Across the data below, how many lines hold "pond"? Answer with that number and nothing else.
Data START
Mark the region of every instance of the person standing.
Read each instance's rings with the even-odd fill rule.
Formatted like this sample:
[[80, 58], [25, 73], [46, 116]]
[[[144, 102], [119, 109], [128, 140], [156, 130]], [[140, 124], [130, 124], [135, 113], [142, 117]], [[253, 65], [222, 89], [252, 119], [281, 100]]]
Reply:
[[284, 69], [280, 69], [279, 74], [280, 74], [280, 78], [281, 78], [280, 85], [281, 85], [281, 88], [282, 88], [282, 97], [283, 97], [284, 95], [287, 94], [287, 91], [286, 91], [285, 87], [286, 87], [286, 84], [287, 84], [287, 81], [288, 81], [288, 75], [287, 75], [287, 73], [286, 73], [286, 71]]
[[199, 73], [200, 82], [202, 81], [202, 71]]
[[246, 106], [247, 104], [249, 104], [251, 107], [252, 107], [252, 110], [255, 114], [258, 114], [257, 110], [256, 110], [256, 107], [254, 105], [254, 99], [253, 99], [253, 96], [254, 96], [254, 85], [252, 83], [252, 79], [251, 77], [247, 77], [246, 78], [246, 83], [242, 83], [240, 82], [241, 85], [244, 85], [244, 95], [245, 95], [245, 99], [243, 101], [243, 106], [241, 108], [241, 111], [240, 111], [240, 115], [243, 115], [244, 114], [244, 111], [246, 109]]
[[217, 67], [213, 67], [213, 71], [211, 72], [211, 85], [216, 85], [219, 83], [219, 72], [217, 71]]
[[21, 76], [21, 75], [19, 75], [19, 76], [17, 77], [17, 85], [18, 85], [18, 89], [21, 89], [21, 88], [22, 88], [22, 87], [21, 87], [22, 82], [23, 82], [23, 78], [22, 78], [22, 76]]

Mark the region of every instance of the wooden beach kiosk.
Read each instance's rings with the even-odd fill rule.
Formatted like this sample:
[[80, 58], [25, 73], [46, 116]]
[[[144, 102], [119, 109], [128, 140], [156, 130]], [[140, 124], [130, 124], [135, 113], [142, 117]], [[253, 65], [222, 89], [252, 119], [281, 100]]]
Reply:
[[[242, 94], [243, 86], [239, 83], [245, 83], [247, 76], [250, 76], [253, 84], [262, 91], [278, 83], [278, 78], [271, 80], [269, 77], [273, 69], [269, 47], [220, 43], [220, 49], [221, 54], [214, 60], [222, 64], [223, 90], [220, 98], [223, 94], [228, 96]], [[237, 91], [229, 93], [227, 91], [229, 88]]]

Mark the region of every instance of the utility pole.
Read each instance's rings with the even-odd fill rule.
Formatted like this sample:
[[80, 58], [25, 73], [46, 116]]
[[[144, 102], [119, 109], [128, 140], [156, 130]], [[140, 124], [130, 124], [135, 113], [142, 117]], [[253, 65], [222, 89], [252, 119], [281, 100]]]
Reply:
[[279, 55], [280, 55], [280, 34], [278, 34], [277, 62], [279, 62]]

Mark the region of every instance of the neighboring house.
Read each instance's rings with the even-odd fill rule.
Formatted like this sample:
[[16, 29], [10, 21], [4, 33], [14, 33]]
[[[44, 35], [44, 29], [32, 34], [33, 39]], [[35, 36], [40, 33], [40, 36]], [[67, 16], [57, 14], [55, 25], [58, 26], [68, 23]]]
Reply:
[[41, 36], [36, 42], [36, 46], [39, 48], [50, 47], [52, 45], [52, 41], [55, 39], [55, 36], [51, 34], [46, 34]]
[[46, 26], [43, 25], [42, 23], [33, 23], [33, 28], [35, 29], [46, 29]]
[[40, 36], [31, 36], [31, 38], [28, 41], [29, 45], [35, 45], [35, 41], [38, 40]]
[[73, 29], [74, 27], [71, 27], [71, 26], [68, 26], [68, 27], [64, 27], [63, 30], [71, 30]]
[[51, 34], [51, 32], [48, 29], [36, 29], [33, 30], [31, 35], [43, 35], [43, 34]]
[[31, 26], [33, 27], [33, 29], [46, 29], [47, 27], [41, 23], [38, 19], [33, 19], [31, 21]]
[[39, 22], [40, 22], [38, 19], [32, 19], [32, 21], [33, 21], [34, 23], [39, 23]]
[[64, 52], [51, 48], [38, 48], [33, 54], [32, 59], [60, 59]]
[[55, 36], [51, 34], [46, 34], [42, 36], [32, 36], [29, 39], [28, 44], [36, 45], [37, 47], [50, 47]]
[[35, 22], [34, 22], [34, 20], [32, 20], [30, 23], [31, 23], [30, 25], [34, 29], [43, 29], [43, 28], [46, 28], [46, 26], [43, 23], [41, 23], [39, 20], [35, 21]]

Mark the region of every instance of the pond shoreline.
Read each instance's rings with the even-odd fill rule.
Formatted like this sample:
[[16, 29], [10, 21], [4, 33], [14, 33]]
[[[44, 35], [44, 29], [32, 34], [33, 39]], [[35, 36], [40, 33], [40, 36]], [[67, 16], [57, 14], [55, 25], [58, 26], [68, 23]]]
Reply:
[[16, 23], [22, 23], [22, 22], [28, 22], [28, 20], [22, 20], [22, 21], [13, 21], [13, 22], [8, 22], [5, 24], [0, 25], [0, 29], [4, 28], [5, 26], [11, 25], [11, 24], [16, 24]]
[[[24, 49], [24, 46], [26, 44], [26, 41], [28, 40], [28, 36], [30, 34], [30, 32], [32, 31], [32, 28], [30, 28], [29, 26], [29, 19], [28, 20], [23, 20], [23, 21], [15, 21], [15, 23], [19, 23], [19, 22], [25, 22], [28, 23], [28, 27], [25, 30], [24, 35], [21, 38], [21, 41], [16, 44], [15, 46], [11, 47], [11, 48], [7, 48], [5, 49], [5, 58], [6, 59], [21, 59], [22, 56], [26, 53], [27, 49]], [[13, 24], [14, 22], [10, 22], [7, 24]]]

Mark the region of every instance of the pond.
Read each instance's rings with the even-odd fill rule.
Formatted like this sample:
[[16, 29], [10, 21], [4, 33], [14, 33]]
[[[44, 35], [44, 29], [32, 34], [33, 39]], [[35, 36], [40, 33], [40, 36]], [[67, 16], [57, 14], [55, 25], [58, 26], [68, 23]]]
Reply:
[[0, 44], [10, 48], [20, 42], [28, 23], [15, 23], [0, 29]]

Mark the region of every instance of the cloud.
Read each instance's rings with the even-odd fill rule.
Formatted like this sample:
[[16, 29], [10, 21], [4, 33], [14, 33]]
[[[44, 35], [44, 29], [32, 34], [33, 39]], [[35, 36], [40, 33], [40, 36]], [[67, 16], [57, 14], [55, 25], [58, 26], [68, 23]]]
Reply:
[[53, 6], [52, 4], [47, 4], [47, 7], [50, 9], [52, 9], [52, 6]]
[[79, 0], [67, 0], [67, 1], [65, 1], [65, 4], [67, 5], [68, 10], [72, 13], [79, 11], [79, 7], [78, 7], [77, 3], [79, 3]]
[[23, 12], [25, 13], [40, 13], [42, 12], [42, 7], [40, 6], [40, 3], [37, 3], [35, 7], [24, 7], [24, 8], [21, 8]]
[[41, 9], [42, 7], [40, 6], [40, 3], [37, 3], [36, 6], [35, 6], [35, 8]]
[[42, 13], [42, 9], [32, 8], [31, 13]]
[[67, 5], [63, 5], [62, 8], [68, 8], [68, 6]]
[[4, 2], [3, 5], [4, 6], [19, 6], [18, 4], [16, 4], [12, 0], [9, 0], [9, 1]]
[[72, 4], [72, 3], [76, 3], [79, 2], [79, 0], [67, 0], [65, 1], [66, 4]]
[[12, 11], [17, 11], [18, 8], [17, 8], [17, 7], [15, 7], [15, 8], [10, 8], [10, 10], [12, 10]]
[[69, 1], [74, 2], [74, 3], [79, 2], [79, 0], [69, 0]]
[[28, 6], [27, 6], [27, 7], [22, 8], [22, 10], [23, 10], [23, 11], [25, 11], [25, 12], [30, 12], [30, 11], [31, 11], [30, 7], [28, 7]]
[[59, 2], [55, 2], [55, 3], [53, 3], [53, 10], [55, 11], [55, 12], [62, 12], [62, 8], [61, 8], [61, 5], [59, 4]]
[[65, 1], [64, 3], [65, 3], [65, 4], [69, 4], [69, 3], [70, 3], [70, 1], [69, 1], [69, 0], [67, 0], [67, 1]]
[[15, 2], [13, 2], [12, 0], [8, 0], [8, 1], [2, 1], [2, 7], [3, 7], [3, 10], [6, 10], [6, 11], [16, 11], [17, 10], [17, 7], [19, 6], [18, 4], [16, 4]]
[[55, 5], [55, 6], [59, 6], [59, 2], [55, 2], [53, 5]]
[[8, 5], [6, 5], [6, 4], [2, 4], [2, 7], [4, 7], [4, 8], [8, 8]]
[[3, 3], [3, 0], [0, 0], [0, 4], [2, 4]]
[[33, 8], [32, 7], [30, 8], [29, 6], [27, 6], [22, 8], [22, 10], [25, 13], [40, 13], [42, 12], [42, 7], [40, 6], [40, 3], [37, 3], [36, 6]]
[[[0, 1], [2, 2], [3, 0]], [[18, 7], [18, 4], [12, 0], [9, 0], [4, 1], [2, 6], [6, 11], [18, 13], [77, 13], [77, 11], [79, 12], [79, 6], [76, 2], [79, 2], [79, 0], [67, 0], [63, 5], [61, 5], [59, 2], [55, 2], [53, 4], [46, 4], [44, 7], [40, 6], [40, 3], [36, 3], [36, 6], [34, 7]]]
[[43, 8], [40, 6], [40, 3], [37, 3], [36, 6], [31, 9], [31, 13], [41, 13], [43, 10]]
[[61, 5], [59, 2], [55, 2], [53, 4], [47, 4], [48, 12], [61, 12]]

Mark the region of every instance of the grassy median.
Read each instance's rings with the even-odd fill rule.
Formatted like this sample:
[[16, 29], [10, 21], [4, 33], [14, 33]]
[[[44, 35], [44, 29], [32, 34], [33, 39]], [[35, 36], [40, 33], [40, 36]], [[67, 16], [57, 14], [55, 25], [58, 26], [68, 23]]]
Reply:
Data END
**Answer to the exercise**.
2